Exercise A =>
From the records below, reproduce verbatim the lines starting with the one containing "Every instance of the rectangular" and going on through the one containing "[(294, 208), (294, 193), (288, 193), (288, 207)]", both included.

Excerpt =>
□ □ □
Discussion:
[j-nsp] auto b/w mpls best practice -- cpu spikes
tim tiriche
2018-09-12 05:04:03 UTC
Permalink
Hi,

Attached is my MPLS Auto B/w Configuration and i see frequent path changes
and cpu spikes. I have a small network and wanted to know if there is any
optimization/best practices i could follow to reduce the churn.

protocols {
mpls {
statistics {
file mpls.statistics size 1m files 10;
interval 300;
auto-bandwidth;
}
log-updown {
syslog;
trap;
trap-path-down;
trap-path-up;
}
traffic-engineering mpls-forwarding;

rsvp-error-hold-time 25;
smart-optimize-timer 180;
ipv6-tunneling;
optimize-timer 3600;
label-switched-path <*> {
retry-timer 600;
random;
node-link-protection;
adaptive;
auto-bandwidth {
adjust-interval 7200;
adjust-threshold 20;
minimum-bandwidth 1m;
maximum-bandwidth 9g;
adjust-threshold-overflow-limit 2;
adjust-threshold-underflow-limit 4;
}
primary <*> {
priority 5 5;
}
}
_______________________________________________
juniper-nsp mailing list juniper-***@puck.nether.net
https://puck.nether.net/mailman/listinfo/juniper-nsp
Saku Ytti
2018-09-12 09:11:26 UTC
Permalink
Hey Tim,

I'd optimise for customer experience, not CPU utilisation. Do you have
issues with convergence time, suboptimal paths?
□ □ □
Provided information =>
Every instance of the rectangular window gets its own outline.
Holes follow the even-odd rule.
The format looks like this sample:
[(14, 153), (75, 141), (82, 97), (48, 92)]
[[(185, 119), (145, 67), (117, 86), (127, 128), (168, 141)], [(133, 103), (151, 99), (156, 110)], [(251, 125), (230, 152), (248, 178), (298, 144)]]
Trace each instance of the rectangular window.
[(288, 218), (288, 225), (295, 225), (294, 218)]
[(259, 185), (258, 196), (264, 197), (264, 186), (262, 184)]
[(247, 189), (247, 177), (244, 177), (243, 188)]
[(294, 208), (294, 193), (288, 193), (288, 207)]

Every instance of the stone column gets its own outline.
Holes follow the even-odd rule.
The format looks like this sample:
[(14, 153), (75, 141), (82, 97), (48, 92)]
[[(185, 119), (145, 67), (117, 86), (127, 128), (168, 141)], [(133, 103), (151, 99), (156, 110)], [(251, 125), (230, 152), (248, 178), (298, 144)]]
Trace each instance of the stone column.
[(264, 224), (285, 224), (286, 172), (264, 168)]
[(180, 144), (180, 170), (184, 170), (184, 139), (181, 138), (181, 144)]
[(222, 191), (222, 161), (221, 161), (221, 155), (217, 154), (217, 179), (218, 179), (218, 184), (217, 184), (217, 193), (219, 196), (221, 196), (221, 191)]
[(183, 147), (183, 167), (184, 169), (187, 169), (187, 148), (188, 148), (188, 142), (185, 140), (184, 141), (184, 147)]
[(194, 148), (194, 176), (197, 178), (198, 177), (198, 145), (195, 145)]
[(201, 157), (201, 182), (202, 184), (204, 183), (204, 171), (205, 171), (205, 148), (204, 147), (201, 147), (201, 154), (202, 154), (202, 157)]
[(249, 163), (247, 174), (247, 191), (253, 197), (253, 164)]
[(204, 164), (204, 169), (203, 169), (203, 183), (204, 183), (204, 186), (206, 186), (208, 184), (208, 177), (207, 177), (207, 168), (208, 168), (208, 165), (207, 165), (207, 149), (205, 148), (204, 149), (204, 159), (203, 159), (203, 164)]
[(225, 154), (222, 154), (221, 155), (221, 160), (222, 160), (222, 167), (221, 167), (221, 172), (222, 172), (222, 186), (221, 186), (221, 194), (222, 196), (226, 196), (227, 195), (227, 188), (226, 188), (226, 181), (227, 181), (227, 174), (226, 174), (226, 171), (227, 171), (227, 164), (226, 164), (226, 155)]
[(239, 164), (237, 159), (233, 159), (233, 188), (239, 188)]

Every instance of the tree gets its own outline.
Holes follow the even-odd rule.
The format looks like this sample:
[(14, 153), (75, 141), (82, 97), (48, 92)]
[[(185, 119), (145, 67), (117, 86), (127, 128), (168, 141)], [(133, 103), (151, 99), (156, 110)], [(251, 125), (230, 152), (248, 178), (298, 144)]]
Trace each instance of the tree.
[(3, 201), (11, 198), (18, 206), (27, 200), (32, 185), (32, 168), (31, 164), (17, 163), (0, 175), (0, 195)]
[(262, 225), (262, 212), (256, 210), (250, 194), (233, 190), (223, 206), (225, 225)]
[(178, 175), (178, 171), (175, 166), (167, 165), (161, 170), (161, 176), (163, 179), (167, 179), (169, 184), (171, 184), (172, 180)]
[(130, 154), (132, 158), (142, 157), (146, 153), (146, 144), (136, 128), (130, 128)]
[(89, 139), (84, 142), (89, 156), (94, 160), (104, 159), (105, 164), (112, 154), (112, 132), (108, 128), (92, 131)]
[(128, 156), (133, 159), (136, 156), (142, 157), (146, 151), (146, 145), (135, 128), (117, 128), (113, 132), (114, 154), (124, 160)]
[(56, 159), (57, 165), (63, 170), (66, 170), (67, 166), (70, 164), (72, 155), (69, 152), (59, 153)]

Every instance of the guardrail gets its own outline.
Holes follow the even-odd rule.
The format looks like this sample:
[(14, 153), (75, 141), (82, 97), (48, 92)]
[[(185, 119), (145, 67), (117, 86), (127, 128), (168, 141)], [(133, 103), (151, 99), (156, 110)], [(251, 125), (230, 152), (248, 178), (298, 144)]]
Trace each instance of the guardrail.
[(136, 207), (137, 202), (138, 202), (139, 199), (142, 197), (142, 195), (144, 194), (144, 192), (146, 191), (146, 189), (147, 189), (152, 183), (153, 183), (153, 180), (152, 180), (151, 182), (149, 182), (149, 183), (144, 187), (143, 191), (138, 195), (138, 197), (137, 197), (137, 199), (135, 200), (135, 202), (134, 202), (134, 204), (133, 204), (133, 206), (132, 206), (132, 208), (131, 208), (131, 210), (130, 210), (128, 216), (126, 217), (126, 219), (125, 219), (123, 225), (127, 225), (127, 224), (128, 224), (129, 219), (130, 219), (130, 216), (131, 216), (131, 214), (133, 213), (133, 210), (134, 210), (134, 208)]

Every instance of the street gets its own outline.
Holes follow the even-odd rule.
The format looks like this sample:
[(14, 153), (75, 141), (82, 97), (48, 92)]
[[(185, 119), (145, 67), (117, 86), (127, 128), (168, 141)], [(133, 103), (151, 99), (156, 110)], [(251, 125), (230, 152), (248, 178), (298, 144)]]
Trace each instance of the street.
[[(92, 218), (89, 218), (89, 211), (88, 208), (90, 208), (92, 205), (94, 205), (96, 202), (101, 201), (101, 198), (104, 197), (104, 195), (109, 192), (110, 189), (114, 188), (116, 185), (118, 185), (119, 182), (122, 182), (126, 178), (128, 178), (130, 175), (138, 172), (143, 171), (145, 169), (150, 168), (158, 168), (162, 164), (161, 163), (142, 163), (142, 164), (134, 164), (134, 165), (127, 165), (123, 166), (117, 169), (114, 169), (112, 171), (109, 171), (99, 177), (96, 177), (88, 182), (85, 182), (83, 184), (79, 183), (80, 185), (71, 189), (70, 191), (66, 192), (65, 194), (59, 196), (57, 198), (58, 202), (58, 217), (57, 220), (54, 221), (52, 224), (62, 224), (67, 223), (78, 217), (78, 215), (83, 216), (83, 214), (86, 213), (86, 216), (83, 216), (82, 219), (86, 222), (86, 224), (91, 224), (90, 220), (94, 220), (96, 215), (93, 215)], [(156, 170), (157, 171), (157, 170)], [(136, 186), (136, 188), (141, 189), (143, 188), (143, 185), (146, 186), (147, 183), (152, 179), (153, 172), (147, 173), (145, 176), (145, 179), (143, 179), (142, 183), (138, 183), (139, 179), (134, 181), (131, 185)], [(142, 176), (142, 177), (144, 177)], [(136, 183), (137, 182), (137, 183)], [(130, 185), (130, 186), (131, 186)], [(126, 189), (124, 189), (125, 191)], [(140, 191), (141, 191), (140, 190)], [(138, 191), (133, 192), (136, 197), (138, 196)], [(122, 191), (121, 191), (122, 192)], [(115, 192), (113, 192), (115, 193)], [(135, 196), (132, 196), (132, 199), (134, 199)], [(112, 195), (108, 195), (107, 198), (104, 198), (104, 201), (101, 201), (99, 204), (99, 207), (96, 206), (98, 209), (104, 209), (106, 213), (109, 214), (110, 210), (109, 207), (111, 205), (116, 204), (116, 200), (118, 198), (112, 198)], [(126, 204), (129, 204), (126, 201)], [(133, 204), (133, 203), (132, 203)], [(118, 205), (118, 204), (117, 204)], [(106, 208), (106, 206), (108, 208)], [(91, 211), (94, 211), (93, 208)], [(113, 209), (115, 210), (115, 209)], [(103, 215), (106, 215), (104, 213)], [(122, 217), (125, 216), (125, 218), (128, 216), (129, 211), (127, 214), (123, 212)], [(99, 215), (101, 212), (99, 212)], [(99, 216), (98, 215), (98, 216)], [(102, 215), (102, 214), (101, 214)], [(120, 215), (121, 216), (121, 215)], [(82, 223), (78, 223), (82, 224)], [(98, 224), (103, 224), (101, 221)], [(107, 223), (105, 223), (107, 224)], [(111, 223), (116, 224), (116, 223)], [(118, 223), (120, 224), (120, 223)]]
□ □ □
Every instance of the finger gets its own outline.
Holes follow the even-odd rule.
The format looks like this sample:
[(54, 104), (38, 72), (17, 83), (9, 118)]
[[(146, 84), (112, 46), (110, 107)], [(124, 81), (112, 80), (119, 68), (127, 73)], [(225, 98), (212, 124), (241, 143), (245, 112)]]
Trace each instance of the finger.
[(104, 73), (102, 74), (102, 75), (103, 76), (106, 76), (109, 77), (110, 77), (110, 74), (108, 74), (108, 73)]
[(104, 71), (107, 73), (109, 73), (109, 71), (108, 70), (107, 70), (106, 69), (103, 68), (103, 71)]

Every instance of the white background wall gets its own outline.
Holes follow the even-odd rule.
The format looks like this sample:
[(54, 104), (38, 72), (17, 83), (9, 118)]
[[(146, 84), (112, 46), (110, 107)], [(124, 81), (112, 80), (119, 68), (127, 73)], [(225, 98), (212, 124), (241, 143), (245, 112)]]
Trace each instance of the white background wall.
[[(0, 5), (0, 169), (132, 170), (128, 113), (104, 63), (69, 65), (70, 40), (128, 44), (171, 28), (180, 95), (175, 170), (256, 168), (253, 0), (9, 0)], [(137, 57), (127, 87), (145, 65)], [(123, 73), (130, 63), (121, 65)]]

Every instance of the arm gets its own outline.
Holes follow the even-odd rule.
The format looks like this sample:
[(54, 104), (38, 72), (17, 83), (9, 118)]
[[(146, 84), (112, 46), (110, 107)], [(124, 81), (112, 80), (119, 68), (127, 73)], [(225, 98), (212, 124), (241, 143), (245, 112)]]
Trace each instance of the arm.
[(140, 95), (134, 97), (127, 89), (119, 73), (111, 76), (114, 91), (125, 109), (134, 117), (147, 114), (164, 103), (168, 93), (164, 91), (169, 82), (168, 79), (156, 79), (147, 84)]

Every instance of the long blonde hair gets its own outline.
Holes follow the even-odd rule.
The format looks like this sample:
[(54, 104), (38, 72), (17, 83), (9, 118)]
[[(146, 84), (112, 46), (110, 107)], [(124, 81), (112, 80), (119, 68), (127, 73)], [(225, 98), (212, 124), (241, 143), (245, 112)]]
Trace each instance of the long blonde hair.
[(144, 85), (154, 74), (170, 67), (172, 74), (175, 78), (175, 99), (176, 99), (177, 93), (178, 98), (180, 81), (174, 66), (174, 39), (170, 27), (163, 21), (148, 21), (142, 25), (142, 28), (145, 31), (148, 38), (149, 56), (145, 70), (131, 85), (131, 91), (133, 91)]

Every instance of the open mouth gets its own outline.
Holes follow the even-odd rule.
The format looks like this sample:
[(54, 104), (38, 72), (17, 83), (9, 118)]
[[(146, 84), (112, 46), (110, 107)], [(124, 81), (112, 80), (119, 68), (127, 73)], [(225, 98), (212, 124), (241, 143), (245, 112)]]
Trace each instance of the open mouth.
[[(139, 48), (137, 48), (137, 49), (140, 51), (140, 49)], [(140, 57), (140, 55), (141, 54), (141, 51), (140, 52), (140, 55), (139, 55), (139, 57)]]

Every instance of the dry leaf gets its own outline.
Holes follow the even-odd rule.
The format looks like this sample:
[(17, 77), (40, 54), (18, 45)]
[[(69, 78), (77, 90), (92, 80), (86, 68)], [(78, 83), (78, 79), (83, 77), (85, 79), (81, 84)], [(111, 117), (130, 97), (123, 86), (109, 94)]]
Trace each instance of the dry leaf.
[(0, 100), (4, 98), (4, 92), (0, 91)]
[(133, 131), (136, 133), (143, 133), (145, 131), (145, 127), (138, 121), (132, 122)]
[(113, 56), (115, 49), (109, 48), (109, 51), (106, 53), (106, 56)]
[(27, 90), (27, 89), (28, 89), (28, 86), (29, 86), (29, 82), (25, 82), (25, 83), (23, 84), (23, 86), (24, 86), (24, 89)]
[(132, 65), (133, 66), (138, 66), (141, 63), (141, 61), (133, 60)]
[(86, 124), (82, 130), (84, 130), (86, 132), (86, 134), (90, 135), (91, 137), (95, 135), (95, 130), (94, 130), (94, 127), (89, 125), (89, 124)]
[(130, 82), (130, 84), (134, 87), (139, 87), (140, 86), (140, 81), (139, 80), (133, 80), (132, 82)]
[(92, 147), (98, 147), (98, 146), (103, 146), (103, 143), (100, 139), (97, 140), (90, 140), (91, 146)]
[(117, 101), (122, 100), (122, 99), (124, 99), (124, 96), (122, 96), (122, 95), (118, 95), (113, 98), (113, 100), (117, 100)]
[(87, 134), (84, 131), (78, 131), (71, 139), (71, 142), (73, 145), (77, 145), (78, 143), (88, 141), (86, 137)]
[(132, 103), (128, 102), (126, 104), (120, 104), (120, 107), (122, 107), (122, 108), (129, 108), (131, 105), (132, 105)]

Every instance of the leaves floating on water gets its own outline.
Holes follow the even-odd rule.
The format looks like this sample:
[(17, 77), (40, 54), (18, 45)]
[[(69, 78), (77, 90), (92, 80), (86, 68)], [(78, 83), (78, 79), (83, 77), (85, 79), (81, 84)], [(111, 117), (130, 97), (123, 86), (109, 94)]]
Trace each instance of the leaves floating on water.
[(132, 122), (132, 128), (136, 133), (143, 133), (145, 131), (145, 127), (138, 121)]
□ □ □
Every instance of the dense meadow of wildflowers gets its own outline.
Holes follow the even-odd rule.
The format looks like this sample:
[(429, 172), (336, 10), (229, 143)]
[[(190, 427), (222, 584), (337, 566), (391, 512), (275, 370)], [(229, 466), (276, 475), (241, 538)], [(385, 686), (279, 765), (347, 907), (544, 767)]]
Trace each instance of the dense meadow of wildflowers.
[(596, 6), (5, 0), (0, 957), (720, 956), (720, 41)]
□ □ □
Exercise B =>
Answer these questions about the MPLS auto-bandwidth thread:
(i) What value is given for adjust-interval in the configuration?
(ii) What two problems does the first post report seeing?
(iii) What does the reply suggest optimizing for instead of CPU utilization?

Task answer A =>
Every instance of the rectangular window gets its own outline.
Holes follow the even-odd rule.
The format looks like this sample:
[(14, 153), (75, 141), (82, 97), (48, 92)]
[[(185, 119), (145, 67), (117, 86), (127, 128), (168, 141)], [(133, 103), (151, 99), (156, 110)], [(251, 125), (230, 152), (248, 178), (298, 144)]]
Trace each instance of the rectangular window.
[(288, 218), (288, 225), (295, 225), (294, 218)]
[(259, 185), (258, 196), (264, 197), (264, 186), (262, 184)]
[(247, 189), (247, 177), (244, 177), (243, 188)]
[(294, 208), (294, 193), (288, 193), (288, 207)]

Task answer B =>
(i) 7200
(ii) Frequent path changes and CPU spikes
(iii) Customer experience